━━━ Listing

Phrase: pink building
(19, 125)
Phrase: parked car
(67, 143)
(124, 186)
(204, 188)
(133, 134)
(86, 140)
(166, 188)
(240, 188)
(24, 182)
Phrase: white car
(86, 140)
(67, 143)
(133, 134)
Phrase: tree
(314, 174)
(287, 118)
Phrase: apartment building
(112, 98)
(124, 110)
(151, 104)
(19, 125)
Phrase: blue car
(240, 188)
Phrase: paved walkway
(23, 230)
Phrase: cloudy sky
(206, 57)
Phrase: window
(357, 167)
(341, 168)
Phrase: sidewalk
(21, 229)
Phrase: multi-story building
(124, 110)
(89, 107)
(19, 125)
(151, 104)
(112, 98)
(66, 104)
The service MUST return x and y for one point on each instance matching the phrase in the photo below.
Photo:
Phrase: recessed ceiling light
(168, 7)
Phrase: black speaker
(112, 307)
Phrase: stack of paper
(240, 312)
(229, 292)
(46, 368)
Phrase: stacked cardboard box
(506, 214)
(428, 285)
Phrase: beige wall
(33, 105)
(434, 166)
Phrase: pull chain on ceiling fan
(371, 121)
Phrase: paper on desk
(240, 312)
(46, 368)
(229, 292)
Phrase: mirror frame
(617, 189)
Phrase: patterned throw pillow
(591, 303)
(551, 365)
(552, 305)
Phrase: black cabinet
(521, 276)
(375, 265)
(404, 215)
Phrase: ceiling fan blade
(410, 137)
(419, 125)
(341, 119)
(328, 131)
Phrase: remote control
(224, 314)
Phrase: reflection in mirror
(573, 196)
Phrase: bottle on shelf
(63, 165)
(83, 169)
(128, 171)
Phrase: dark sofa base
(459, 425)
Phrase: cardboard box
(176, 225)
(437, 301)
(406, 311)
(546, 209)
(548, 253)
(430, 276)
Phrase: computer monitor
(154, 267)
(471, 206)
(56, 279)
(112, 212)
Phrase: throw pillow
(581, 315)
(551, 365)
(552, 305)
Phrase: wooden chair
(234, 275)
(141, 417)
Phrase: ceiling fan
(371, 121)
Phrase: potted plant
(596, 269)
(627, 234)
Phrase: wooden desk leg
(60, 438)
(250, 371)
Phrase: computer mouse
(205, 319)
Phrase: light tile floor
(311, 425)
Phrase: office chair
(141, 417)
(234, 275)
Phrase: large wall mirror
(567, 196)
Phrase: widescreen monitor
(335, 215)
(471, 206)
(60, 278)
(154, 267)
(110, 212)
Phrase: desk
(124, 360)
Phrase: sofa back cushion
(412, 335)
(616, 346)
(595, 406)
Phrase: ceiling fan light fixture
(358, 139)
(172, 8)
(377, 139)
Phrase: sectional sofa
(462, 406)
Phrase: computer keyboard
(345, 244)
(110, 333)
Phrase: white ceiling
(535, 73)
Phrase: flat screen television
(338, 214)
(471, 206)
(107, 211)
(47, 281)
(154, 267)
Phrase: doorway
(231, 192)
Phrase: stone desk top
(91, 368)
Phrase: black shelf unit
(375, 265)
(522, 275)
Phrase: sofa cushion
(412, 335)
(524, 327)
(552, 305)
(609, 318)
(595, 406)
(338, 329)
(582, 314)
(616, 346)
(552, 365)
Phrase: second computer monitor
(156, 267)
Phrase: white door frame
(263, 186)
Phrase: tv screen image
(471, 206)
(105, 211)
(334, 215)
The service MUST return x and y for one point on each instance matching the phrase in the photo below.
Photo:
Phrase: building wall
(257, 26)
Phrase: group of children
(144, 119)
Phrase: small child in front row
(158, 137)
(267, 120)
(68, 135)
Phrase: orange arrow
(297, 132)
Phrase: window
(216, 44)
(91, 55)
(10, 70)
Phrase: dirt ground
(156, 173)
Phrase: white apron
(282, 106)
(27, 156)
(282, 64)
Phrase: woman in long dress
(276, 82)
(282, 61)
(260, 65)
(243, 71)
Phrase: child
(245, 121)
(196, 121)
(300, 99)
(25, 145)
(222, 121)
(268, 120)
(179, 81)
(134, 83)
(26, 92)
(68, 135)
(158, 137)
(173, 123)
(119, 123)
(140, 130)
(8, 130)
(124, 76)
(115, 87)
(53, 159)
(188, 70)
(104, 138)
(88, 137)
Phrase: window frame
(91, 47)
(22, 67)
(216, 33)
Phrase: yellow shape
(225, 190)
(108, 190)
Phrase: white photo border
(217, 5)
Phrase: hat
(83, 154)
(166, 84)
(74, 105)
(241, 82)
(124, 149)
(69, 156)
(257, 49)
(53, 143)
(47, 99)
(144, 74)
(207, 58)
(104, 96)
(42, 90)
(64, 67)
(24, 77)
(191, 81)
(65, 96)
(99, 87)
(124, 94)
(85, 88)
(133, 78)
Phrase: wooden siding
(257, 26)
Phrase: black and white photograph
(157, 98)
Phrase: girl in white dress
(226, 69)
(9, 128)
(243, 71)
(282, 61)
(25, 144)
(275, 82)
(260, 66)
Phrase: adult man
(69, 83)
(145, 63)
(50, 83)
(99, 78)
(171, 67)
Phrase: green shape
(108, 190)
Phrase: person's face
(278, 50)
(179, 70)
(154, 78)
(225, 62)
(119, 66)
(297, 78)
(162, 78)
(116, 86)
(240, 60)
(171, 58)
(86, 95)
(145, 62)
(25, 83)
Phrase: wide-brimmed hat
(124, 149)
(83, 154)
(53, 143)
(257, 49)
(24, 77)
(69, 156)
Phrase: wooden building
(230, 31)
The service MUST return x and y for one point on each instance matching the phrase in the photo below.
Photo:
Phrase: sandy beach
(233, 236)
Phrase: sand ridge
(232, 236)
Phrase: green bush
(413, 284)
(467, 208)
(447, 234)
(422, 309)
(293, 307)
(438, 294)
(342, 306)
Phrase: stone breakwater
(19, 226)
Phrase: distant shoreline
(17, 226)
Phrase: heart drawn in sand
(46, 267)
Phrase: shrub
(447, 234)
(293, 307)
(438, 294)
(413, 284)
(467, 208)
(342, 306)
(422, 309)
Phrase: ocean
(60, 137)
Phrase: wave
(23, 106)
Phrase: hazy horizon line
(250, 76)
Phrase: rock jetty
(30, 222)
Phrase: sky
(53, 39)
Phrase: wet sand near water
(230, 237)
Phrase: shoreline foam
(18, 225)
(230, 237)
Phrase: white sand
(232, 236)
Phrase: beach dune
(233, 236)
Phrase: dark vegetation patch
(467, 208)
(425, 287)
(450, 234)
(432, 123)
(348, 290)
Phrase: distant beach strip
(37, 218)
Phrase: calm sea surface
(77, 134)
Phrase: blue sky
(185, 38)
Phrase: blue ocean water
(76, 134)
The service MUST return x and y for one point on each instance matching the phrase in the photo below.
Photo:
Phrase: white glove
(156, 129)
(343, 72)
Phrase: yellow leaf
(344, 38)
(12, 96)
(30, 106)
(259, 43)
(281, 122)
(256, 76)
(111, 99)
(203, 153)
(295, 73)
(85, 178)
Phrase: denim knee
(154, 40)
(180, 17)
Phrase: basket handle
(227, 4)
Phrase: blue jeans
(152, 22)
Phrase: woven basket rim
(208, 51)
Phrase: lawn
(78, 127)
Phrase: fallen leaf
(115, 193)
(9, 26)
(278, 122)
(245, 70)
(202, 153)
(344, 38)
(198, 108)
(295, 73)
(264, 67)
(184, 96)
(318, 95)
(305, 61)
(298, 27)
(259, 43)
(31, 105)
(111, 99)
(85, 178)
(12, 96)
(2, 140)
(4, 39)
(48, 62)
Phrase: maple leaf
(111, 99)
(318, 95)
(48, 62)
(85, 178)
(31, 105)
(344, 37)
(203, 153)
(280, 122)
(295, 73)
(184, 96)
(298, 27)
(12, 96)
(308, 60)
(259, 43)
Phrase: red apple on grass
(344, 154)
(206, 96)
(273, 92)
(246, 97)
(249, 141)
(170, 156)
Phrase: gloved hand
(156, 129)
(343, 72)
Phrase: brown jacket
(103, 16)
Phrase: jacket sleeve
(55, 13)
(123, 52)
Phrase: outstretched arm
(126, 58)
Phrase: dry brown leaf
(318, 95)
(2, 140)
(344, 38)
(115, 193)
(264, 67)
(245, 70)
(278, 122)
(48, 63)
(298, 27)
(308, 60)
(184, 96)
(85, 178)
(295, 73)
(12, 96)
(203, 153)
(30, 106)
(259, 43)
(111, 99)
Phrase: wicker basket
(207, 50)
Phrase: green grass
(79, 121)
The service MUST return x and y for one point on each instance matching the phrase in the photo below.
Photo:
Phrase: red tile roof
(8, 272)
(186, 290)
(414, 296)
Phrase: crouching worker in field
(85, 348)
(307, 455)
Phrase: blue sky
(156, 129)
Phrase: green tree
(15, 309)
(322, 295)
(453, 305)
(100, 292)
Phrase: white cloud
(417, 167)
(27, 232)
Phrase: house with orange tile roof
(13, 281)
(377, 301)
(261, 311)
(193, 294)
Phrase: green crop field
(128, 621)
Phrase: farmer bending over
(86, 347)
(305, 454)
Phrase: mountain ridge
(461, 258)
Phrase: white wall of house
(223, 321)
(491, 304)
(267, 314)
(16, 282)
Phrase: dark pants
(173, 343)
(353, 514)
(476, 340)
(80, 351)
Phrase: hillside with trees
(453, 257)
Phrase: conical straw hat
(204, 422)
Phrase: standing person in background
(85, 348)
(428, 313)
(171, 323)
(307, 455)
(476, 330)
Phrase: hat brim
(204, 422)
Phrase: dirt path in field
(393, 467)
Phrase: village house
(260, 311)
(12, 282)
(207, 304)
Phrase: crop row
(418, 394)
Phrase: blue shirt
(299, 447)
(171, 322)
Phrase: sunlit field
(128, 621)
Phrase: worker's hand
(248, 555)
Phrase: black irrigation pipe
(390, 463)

━━━━━━

Aim » Put the entries from the line with "Phrase: conical straw hat" through the end of the entries into a two-column CSV with the headers phrase and points. Give one row per entry, enclose each field in quotation marks, and replace any line breaks inside a field with spaces.

The completed task »
phrase,points
"Phrase: conical straw hat","(204, 422)"
"Phrase: standing person in background","(85, 348) (428, 313) (171, 323) (307, 455) (476, 330)"
"Phrase: hat brim","(204, 422)"
"Phrase: dirt path in field","(393, 467)"
"Phrase: village house","(260, 311) (12, 282) (207, 304)"
"Phrase: crop row","(418, 394)"
"Phrase: blue shirt","(299, 447) (171, 322)"
"Phrase: sunlit field","(128, 621)"
"Phrase: worker's hand","(248, 555)"
"Phrase: black irrigation pipe","(390, 463)"